What is expected: Determine the number of lines in the data that include the word "Target", and write only that number.

(Records shown Opens)

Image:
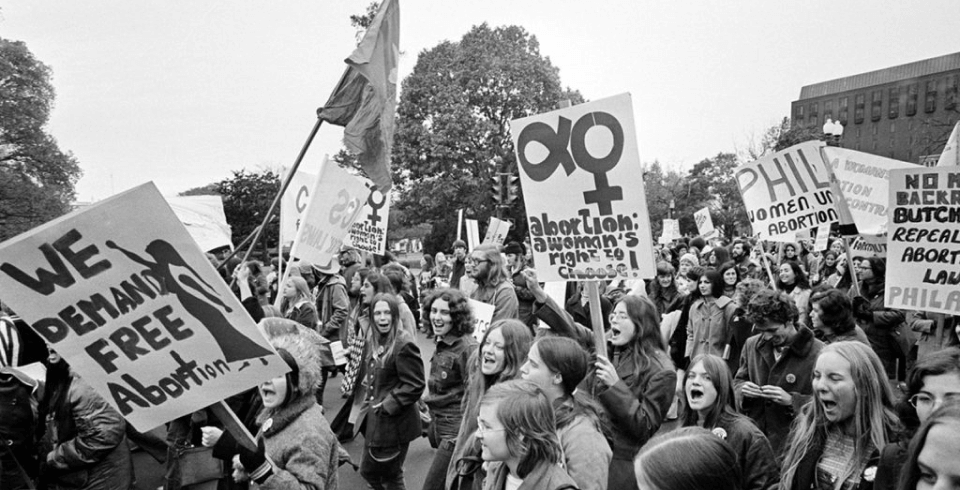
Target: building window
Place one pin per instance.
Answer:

(Records shown Closes)
(Records shown Opens)

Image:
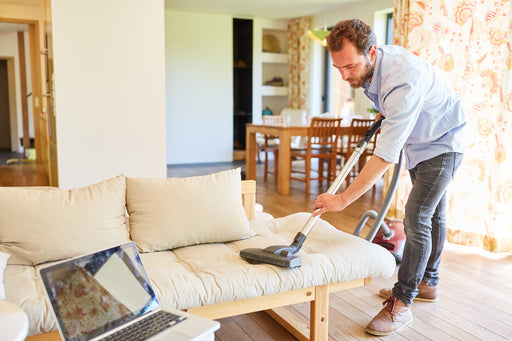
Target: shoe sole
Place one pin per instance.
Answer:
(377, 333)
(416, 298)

(Records shown Closes)

Completed task: 2